» **WORK INSTRUCTIONS**
Set down all of the entries word for word, omitting the images they contain.

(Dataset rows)
------------

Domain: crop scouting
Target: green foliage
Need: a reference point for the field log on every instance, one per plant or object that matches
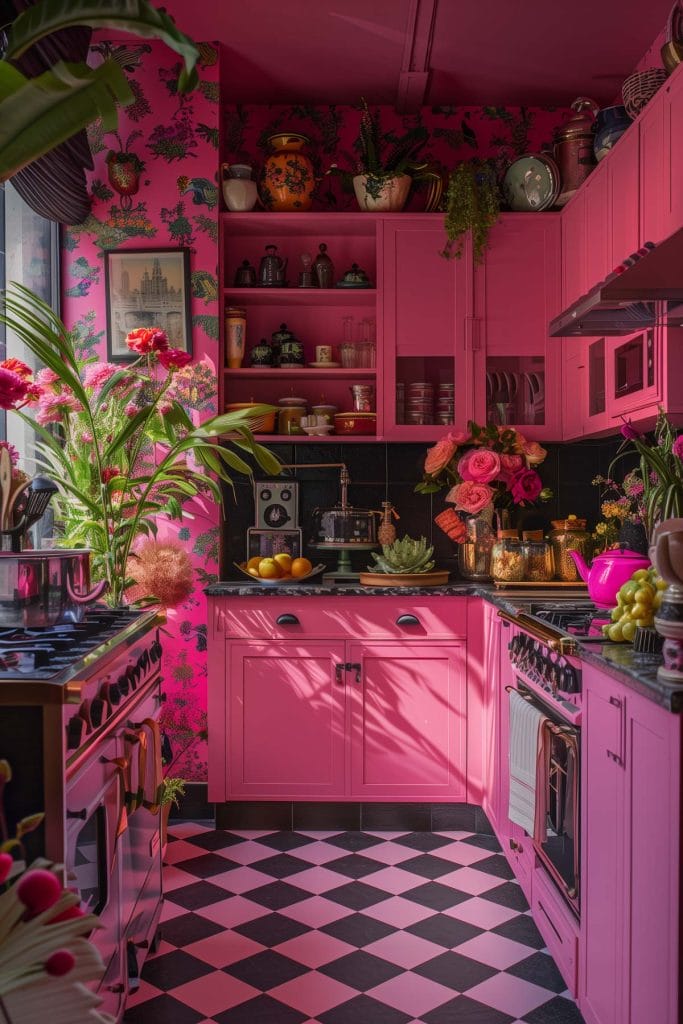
(127, 451)
(473, 204)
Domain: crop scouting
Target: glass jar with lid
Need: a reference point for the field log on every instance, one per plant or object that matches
(508, 561)
(569, 535)
(539, 555)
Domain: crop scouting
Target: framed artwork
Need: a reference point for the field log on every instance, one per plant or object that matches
(146, 288)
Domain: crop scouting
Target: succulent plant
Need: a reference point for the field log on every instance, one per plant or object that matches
(406, 555)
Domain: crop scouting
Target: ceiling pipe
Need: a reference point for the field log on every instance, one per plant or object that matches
(414, 77)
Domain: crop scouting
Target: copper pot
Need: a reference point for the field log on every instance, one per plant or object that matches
(573, 147)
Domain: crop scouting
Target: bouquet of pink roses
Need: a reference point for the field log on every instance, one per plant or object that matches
(485, 466)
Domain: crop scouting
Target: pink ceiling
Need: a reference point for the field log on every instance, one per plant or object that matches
(482, 51)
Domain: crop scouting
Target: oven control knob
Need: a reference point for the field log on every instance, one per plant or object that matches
(96, 712)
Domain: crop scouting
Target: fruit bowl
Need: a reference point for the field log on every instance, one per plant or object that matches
(282, 582)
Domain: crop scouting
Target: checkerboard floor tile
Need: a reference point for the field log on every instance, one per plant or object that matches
(345, 928)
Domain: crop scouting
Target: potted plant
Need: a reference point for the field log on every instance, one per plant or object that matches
(472, 204)
(386, 165)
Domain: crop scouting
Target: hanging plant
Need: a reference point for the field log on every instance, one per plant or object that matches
(472, 204)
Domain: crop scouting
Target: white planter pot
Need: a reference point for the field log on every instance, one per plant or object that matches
(385, 195)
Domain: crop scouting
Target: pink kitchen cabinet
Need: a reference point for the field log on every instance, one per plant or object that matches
(517, 291)
(429, 333)
(408, 721)
(287, 713)
(630, 856)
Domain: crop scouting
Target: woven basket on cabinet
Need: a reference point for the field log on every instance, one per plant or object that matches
(639, 88)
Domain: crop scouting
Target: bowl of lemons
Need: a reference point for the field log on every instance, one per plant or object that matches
(279, 570)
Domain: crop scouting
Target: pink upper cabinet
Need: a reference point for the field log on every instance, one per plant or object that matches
(517, 369)
(427, 330)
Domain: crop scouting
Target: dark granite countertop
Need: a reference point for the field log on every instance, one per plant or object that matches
(620, 660)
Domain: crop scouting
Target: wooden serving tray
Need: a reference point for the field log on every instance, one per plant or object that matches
(436, 579)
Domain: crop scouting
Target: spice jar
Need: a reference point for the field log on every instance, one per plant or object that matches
(508, 562)
(539, 555)
(568, 535)
(236, 336)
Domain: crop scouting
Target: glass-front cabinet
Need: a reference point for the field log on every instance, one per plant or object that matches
(517, 381)
(427, 329)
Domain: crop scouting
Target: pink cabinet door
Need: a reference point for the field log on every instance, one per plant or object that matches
(427, 323)
(653, 161)
(573, 250)
(408, 723)
(598, 248)
(517, 291)
(652, 845)
(603, 818)
(623, 168)
(286, 724)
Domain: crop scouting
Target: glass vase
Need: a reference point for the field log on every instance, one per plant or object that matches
(474, 554)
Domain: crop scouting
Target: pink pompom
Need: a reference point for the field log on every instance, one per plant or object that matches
(38, 890)
(5, 866)
(59, 963)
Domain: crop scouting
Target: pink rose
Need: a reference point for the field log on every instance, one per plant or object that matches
(438, 457)
(525, 486)
(470, 496)
(480, 465)
(534, 453)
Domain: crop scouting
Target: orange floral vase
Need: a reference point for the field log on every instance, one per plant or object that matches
(288, 179)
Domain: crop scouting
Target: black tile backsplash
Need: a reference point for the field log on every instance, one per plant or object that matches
(380, 472)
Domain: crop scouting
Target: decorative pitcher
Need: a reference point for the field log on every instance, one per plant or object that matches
(288, 179)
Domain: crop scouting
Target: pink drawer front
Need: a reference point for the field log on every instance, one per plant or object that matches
(558, 927)
(284, 617)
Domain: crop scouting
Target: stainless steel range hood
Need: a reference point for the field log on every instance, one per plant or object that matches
(646, 290)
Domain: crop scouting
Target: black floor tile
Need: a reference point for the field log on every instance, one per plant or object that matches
(455, 971)
(171, 970)
(265, 970)
(465, 1011)
(271, 929)
(360, 970)
(357, 930)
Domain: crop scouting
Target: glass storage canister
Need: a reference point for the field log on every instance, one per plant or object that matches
(540, 564)
(569, 535)
(236, 336)
(508, 562)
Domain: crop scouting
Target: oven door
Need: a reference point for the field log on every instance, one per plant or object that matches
(95, 818)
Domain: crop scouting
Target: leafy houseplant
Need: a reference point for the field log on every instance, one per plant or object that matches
(125, 450)
(39, 114)
(385, 164)
(472, 204)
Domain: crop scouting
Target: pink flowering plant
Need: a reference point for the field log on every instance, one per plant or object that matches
(120, 442)
(485, 466)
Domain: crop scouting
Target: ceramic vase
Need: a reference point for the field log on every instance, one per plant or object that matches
(382, 195)
(610, 124)
(288, 179)
(474, 554)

------------

» **THE REPLY**
Domain: crop scouting
Target: green foliage
Need: a reference point for the field log on every instance, one per plant or object that matches
(127, 451)
(473, 204)
Domain: crop scouting
Target: glass jar with lid
Need: a reference point for the field log on every instance, one per plant or object that matches
(508, 561)
(569, 535)
(539, 555)
Domain: crop scouting
Target: framed artwork
Need: a reference point for the field log on every instance, one per plant or object that matches
(146, 288)
Domain: crop scouting
Target: succulent plant
Need: a reference point for the field log on every instance, one per plant or object that matches
(406, 555)
Domain: crop scouting
Target: ceiling pipe
Need: a reference point for the field log on every instance, one per plant or object that matches
(414, 77)
Domain: crop scouting
Target: copper pot
Need: a reference point for the field log on every instance, one per plant or object that matches
(573, 147)
Domain: crop scouting
Target: bouquet of pink roses
Need: a reference point for the field log on every instance, one per plant or object that matches
(485, 466)
Domain: crop scouting
Target: pink ceiling
Need: a reference point for the field log on every instance, one per plant or object that matches
(482, 51)
Domain: crop scouting
Target: oven control knob
Need: a reference point for the field log on every instance, one per plant or object that matches
(96, 712)
Domain: crop scouting
Target: fruit bowl
Need: a reference point for the field log on every instance, one per plant or object that matches
(282, 582)
Domain: crop scouting
Target: checkerboard floor tile
Need: a reference point for the field log on every instance, one per plant or object that matches
(345, 928)
Domain: crop scouting
Target: potted plant
Need: a reference point for the field log on every instance, one per plant or object that matches
(472, 204)
(386, 165)
Domain: crop scouting
Target: hanging plant
Need: a reference point for the field log on every instance, one per plant or object that matches
(472, 204)
Domain: crop scouting
Target: white planter pot
Need: a reference point for the field log on every instance, one per plant or object that matches
(385, 195)
Domain: crop scouting
Target: pink kitchen cabinet
Need: a reference point for the field log on every instance, one per plant or object that matches
(517, 291)
(429, 333)
(408, 721)
(287, 713)
(630, 856)
Domain: crop scouting
Target: woven basket on cabinet
Need: a reference point for the field log on every instance, one per plant or object that matches
(639, 88)
Domain: crop scouting
Target: bowl of lemons
Need: a reference point for the field log on every instance, one per plant or object that matches
(279, 570)
Domain: crop scouting
Target: pink upper cabinet
Need: a reference point for the field log on every instance, one per plant or object that matches
(517, 369)
(427, 330)
Domain: crop scouting
Target: dark granite countertop
Need: a reference point for the field log on every instance, one per plant or object that matches
(620, 660)
Domain: crop scouting
Target: wooden serving tray
Need: a reference point for the field log on every instance, one per plant or object that matches
(436, 579)
Domain: crop scouting
Target: spice jar
Need: a reference point for the field log on every instance, one per plant or object that matches
(508, 562)
(539, 555)
(568, 535)
(236, 336)
Domain: crop scouting
Target: glass-front cabinet
Need: a reference point for the field log on every instance, one per plant or object that matches
(517, 381)
(427, 329)
Domain: crop scouting
Target: pink cabinet door
Need: a reference point for the field log on every instance, one per plant or object that matches
(427, 323)
(653, 161)
(573, 250)
(408, 723)
(598, 248)
(517, 291)
(652, 845)
(603, 818)
(623, 168)
(286, 724)
Domain: crop scouting
Target: glass vase
Need: a reference point for the field log on every instance, one per plant or object that matches
(474, 554)
Domain: crop scouting
Target: pink pompom
Need: a reference point for the field log on every instance, one per plant or object that matches
(38, 890)
(5, 866)
(59, 963)
Domain: crop scouting
Target: pink rose
Need: a reference point for the field log on every instance, one per plant or object that matches
(438, 457)
(525, 486)
(470, 496)
(480, 465)
(534, 453)
Domain: crop scouting
Target: orange floral vase
Need: a reference point for the field log on every instance, one per plant or object that matches
(288, 179)
Domain: crop scouting
Target: black tile backsplash
Need: a reference point for the field log on every instance, one per plant or object that matches
(380, 472)
Domain: crop scouting
Target: decorative pitcher
Need: a reference point for the field log on every instance, one per plant or object that matches
(288, 179)
Domain: crop scouting
Target: pink drawer front
Need: a reference point for the field log on every instance, one per plant or object that matches
(558, 927)
(284, 617)
Domain: crop scouting
Target: stainless steel range hood
Need: a reference point for the field log on every instance, one per plant or object that matches
(646, 290)
Domain: crop scouting
Target: black floor tile
Need: a reference point for the field log on every instance, one per plant or object that matches
(455, 971)
(171, 970)
(265, 970)
(465, 1011)
(271, 929)
(360, 970)
(357, 930)
Domain: crop scouting
Target: glass storage canister
Need: a reference point for the field log on every instance, one per plant or object that matches
(540, 564)
(569, 535)
(236, 336)
(508, 562)
Domain: crop scouting
Target: oven door
Need: a reference point for the field log on every instance, one per plant or object that matches
(95, 818)
Domain: crop scouting
Target: leafy houseplant
Need: a reference point for the field log on every instance, one per plant or object that matches
(125, 450)
(39, 114)
(385, 164)
(472, 204)
Domain: crop scouting
Target: pink flowering plant
Need: a reference point for the field log on every instance, one per plant or object that matches
(120, 442)
(485, 466)
Domain: crop scouting
Target: ceramic vase
Need: a reference point for the field log on every instance, one per plant or object that matches
(382, 195)
(610, 124)
(288, 179)
(474, 554)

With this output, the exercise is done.